* [Goal of the exercise] Line by line, copy the data below exactly.

*** Opening Data to process ***

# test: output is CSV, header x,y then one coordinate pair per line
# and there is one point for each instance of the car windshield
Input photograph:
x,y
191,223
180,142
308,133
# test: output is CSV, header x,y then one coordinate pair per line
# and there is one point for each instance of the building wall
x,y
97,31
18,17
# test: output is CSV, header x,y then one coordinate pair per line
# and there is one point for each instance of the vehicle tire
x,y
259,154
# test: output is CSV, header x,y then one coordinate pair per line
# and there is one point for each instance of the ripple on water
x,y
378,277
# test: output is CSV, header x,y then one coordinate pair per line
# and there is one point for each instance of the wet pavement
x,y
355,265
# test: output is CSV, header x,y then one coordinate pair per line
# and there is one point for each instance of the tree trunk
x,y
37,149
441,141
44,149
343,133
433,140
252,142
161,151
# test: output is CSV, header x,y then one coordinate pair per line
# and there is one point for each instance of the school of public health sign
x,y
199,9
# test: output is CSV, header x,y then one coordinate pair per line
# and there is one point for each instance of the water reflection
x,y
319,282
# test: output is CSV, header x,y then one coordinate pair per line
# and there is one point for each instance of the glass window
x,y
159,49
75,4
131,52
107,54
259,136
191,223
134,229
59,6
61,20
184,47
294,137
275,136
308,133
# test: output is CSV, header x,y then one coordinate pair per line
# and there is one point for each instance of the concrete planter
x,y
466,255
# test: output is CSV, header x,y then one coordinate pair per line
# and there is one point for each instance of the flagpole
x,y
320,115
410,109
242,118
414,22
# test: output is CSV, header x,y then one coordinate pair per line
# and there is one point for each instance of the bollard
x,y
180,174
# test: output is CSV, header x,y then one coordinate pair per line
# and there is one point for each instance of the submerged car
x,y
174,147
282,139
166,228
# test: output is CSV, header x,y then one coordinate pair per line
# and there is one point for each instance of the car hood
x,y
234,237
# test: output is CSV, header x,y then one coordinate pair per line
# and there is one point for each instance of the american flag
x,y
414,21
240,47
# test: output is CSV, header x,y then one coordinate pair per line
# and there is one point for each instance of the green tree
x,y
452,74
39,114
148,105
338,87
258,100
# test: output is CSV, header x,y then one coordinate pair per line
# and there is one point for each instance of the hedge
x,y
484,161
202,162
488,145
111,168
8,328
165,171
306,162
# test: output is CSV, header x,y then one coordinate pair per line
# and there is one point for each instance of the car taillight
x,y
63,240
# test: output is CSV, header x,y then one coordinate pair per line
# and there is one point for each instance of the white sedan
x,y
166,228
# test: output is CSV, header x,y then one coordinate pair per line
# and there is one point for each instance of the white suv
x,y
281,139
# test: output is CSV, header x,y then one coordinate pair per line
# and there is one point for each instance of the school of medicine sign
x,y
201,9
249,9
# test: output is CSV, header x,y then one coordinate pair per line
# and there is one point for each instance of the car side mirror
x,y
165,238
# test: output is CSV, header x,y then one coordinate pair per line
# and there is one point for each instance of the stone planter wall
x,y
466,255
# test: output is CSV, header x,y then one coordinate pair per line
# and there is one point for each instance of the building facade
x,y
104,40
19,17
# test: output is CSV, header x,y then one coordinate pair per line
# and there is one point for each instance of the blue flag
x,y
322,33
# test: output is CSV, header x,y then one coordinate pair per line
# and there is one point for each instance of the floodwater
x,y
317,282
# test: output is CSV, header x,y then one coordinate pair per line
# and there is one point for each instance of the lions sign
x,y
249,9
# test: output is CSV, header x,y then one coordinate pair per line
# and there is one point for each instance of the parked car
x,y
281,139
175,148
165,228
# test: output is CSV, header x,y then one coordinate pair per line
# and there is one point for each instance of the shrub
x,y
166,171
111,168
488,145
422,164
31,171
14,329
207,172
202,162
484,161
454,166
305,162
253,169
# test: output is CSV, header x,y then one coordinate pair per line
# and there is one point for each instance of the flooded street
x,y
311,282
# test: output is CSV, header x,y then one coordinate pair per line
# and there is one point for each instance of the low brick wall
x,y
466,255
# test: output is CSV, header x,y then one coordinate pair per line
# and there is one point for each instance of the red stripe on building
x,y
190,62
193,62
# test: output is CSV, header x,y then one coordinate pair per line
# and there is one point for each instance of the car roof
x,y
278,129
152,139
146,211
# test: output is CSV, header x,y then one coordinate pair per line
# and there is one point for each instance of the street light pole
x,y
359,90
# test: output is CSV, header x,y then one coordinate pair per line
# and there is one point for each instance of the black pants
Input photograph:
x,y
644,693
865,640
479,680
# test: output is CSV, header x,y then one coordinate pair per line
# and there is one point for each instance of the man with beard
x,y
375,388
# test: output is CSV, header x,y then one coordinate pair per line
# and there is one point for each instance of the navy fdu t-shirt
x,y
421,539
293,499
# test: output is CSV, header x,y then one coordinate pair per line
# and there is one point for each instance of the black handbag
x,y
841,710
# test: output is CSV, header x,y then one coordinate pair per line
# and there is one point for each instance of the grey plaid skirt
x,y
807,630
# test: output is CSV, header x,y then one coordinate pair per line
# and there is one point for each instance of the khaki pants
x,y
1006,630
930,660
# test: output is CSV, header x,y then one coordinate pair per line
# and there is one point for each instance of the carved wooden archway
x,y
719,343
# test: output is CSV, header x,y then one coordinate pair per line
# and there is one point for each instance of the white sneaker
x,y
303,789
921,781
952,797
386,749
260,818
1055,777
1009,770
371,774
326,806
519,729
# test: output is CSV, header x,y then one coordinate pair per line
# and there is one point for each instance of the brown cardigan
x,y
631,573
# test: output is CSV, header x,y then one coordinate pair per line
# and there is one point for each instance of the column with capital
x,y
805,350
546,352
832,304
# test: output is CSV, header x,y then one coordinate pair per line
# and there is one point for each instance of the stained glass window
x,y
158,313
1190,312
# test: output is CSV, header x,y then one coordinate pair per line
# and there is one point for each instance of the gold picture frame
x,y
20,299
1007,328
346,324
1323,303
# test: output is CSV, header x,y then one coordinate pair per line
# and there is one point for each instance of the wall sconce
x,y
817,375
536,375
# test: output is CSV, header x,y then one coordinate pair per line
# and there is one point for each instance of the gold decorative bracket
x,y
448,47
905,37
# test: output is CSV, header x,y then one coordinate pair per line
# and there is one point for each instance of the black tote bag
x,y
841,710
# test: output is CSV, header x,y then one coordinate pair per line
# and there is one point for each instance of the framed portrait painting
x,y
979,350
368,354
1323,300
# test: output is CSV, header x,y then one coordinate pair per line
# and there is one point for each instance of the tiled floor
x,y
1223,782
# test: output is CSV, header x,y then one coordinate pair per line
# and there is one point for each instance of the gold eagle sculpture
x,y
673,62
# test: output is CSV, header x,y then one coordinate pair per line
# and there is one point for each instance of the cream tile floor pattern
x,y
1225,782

*** Closing Data to process ***

* [Solution to the problem]
# test: output is CSV, header x,y then one coordinate pair per line
# and there is one point for each instance of the car windshield
Input photograph:
x,y
191,223
180,142
308,133
# test: output is CSV, header x,y then one coordinate pair per line
# and there is one point for each instance of the building wall
x,y
97,31
18,17
# test: output is CSV, header x,y then one coordinate pair per line
# and there is one point for each instance of the vehicle tire
x,y
259,154
# test: output is CSV, header x,y then one coordinate pair per line
# and there is one point for each instance of the ripple on water
x,y
378,277
# test: output is CSV, header x,y then one coordinate pair per line
# and there is one point for each instance of the wet pavement
x,y
355,265
# test: output is CSV, header x,y then one coordinate pair per line
# and there is one point for each instance of the tree trunk
x,y
37,149
441,141
44,149
343,133
433,140
252,142
161,151
# test: output is CSV, header x,y then one coordinate pair per line
# and there is one point for each instance of the school of public health sign
x,y
199,9
# test: output is CSV, header x,y then one coordinate pair per line
# and there is one point for each instance of the water reflection
x,y
319,282
# test: output is CSV, header x,y then one coordinate pair per line
# and there is one point for each instance of the glass window
x,y
159,49
75,4
131,52
107,54
259,136
191,223
134,229
59,6
61,20
184,47
294,137
275,136
308,133
# test: output is CSV, header x,y then one coordinate pair per line
# and there is one point for each instance of the concrete planter
x,y
466,255
# test: output is CSV, header x,y then one coordinate pair per line
# and there is one point for each instance of the flagpole
x,y
320,115
410,109
242,118
414,22
# test: output is CSV, header x,y then one coordinate pair per line
# and there is one point for each instance of the bollard
x,y
180,174
# test: output is CSV, header x,y then one coordinate pair per line
# and there is one point for each instance of the submerged car
x,y
174,147
282,139
166,228
# test: output is CSV, header x,y then one coordinate pair per line
# and there is one point for each instance of the car hood
x,y
234,237
# test: output is CSV, header x,y then one coordinate pair per line
# and there is one point for each instance of the american flag
x,y
414,21
240,47
# test: output is CSV, header x,y then one coordinate pair per line
# and there is one point for each instance of the green tree
x,y
452,74
39,114
148,105
338,87
258,100
# test: output is CSV, header x,y then one coordinate pair per line
# and there is one point for each instance of the hedge
x,y
484,161
202,162
488,145
111,168
8,328
165,171
306,162
# test: output is CSV, header x,y then one coordinate pair per line
# and there is one point for each instance of the car taillight
x,y
63,240
# test: output is CSV, header x,y then one coordinate pair per line
# and there is one point for each instance of the white sedan
x,y
166,228
# test: output is CSV, header x,y then one coordinate pair per line
# and there is one point for each instance of the white suv
x,y
281,139
# test: output is CSV, header x,y then one coordinate pair per line
# and there is one point for each instance of the school of medicine sign
x,y
201,9
249,9
# test: output is CSV, header x,y then one coordinate pair per line
# and there is one point for each instance of the car side mirror
x,y
165,238
# test: output is CSV, header x,y then one coordinate pair per line
# and there is one point for each instance of the stone planter wall
x,y
466,255
# test: output is CSV, header x,y then one coordinate pair per line
# and there is one point for each instance of the building facade
x,y
104,40
19,17
# test: output is CSV, header x,y then one coordinate pair per line
# and there is one point for each instance of the blue flag
x,y
322,33
# test: output is CSV, header x,y then one coordinate pair per line
# and there is one point for each instance of the floodwater
x,y
317,282
# test: output is CSV, header x,y then one coordinate pair per line
# and there is one point for each instance of the lions sign
x,y
249,9
# test: output is CSV, header x,y then one coordinate pair per line
# and there is one point for each instance of the parked car
x,y
281,139
175,148
165,228
# test: output is CSV, header x,y then one coordinate pair per line
# and there is one point for each instance of the shrub
x,y
166,171
111,168
488,145
422,164
31,171
14,329
207,172
202,162
484,161
454,166
305,162
253,169
# test: output is CSV, header x,y then one coordinate pair per line
# and there is one point for each instance of the flooded street
x,y
311,282
# test: output is CSV, header x,y then one coordinate pair per line
# and there is one point for each instance of the low brick wall
x,y
466,255
# test: output is CSV, header x,y then one coordinate pair per line
# and there is one point for each instance of the red stripe on building
x,y
190,62
193,62
# test: output is CSV, header x,y then one coordinate pair per line
# and there is one point for each instance of the car roof
x,y
278,129
152,139
146,211
# test: output is CSV, header x,y then one coordinate pair per line
# and there is one point for each instance of the street light pole
x,y
359,90
# test: output is CSV, header x,y then one coordinate pair per line
# and there is one point for each instance of the black pants
Input photograph:
x,y
644,693
865,640
479,680
# test: output is CSV, header x,y then one coordinate pair per line
# and there is one point for each instance of the man with beard
x,y
375,388
# test: output is CSV, header x,y then one coordinate pair per line
# and there is one point for each instance of the navy fdu t-shirt
x,y
421,539
293,499
# test: output is CSV, header x,y then one coordinate pair per line
# and there is one point for each instance of the black handbag
x,y
841,710
# test: output is CSV, header x,y then one coordinate pair per line
# and there is one point for each instance of the grey plaid skirt
x,y
807,630
# test: output is CSV, header x,y then one coordinate pair per line
# and there is one point for each instance of the khaki pants
x,y
1006,630
930,660
# test: output is CSV, header x,y then one coordinate pair per line
# and there is one point for each instance of the carved wooden archway
x,y
719,343
# test: output is CSV, header x,y then one coordinate pair per line
# and there is one point for each instance of the white sneaker
x,y
303,789
921,781
952,797
386,749
260,818
1055,777
1009,770
371,774
326,806
519,729
# test: output is CSV, header x,y then one coordinate pair per line
# and there is one point for each instance of the brown cardigan
x,y
631,573
# test: output is CSV, header x,y then one coordinate pair per line
# and there is one point for each instance of the column with capital
x,y
805,350
546,352
832,304
# test: output is CSV, header x,y then one coordinate pair per line
# and there is one point for each instance of the stained glass window
x,y
158,313
1190,312
# test: output is CSV, header x,y then one coordinate pair per line
# and there is one point for each instance of the gold picture frame
x,y
20,299
1007,328
346,324
1323,303
# test: output is CSV, header x,y then one coordinate pair per line
# and there is one point for each instance of the wall sconce
x,y
817,375
536,375
# test: output is CSV, header x,y then one coordinate pair per line
# and there is one point for each instance of the gold decorative bracket
x,y
448,47
905,37
# test: output is CSV, header x,y then one coordinate pair per line
# and there is one point for each instance of the black tote bag
x,y
841,710
# test: output is CSV, header x,y then one coordinate pair per line
# and there is one point for each instance of the framed portrait painting
x,y
979,350
368,354
1323,300
# test: output is CSV, header x,y then one coordinate pair per line
# and there is one point for each instance of the tiled floor
x,y
1223,782
# test: output is CSV, header x,y then one coordinate pair per line
# and there is one point for each instance of the gold eagle sculpture
x,y
673,62
# test: output is CSV, header x,y then one coordinate pair per line
# and there is one point for each instance of the cream tile floor pattern
x,y
1225,782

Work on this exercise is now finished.